● WHAT THE EXERCISE ASKS: Could you repeat word for word only the lines from the one containing "Pick out the log" to the last line of the data below?

● RECORDS FOR THE EXERCISE:
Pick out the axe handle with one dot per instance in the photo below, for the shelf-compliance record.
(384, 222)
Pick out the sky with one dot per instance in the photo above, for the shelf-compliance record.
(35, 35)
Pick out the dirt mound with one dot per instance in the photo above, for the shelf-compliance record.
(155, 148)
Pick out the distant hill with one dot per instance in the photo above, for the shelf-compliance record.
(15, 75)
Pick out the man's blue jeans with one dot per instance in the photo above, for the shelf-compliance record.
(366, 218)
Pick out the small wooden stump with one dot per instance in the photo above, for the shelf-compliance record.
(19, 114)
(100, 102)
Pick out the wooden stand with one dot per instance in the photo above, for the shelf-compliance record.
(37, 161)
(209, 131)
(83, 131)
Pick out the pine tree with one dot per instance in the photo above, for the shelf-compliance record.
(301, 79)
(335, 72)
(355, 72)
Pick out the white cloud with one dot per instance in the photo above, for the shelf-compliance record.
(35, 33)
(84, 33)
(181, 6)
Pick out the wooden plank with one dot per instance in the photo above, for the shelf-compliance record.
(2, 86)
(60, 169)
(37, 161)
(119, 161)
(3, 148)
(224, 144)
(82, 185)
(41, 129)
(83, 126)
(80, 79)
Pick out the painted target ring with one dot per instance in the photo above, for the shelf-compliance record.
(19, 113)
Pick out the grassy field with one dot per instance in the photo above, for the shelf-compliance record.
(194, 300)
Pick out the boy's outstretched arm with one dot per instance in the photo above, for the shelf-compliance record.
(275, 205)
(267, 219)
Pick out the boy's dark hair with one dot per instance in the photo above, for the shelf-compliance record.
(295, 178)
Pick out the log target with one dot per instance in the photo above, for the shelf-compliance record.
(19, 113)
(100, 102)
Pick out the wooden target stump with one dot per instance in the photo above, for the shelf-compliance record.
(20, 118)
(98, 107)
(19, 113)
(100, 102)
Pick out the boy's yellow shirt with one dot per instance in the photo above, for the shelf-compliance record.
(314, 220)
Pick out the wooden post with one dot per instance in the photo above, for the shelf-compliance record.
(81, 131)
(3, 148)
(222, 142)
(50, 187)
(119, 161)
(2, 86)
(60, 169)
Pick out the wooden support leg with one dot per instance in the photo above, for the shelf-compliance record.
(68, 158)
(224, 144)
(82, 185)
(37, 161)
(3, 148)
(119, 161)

● RESULT OF THE EXERCISE:
Pick out the log target with one dot per instance in the photo above, for the shelf-compliance record.
(19, 113)
(100, 102)
Pick out the wooden target stump with one dot per instance in the photo above, for the shelf-compliance record.
(20, 118)
(98, 107)
(19, 113)
(100, 102)
Pick out the boy's yellow shirt with one dot per instance in the photo above, for the shelf-compliance record.
(314, 220)
Pick out the wooden post with one dot per instance in the photo above, for the shelf-compliance record.
(81, 131)
(3, 148)
(222, 142)
(50, 187)
(119, 161)
(2, 86)
(60, 169)
Pick out the wooden support leg with one dot per instance in the photo above, for the shelf-compliance record.
(68, 158)
(224, 144)
(82, 185)
(37, 161)
(3, 148)
(119, 161)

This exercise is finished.